THE EXERCISE
Arrange everything from the start of the material down through the line containing "M209 112L192 112L189" as a numbered list, leaving out any blank lines.

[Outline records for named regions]
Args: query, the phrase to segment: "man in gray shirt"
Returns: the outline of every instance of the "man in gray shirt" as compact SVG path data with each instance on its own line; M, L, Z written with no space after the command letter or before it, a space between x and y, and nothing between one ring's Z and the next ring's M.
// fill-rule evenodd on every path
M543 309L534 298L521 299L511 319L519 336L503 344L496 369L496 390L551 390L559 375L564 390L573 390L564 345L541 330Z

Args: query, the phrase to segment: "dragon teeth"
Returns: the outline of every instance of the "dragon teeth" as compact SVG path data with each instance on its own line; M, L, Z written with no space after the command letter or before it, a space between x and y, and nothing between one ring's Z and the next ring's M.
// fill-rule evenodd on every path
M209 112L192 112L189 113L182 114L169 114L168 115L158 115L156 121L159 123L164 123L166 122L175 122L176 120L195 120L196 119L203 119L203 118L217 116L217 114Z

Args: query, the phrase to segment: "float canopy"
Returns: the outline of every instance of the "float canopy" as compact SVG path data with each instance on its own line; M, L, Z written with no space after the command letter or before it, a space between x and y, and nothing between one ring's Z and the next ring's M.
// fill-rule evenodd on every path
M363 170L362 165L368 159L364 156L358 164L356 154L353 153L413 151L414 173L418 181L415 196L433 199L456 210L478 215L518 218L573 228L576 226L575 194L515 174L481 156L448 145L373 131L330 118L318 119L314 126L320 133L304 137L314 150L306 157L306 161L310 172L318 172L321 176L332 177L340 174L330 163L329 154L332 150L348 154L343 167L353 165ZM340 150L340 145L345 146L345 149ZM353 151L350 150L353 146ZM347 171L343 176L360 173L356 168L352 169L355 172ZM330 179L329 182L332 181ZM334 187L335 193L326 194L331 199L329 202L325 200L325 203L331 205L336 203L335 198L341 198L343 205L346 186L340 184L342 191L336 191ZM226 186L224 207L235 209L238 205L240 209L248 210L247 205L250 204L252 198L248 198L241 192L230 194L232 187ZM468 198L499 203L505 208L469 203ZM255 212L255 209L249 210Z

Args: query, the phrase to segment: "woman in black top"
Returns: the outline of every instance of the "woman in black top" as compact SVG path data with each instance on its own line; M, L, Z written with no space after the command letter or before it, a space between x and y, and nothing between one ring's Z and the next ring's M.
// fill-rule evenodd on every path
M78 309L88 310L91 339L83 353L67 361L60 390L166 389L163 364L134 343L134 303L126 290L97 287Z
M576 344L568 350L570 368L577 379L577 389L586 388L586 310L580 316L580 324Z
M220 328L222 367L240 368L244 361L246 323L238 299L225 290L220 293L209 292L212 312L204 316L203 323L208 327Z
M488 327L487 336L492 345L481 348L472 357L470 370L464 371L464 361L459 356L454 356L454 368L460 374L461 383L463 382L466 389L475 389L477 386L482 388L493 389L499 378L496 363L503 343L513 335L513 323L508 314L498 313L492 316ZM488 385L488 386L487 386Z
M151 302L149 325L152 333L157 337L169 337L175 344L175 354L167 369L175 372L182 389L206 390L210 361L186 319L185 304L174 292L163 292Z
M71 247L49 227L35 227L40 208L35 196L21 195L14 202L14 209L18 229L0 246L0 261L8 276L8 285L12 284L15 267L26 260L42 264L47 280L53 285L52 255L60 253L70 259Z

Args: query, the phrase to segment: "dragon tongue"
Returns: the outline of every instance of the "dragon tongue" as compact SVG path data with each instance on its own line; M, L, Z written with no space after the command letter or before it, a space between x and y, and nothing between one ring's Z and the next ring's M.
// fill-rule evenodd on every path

RESULT OF THIS EXERCISE
1. Args: query, the phrase to segment: "man in gray shirt"
2. Returns: the outline of every instance of the "man in gray shirt" as compact SVG path data with each instance on its own line; M, L, Z written with no space after the command letter or before it, a space between x and y, and nothing between one ring's Z and the next ring's M.
3. // fill-rule evenodd on every path
4. M543 309L534 298L521 299L511 319L519 336L503 344L496 369L496 390L551 390L559 375L564 390L573 390L564 345L541 330Z
5. Args: query, the phrase to segment: "dragon teeth"
6. Returns: the outline of every instance of the "dragon teeth" as compact SVG path data with each instance on its own line; M, L, Z written with no space after the command letter or before it, a space between x and y, and nothing between one ring's Z and the next ring's M.
7. // fill-rule evenodd on every path
8. M209 112L192 112L189 113L182 114L169 114L168 115L158 115L156 121L159 123L164 123L166 122L175 122L176 120L195 120L196 119L203 119L203 118L217 116L217 114Z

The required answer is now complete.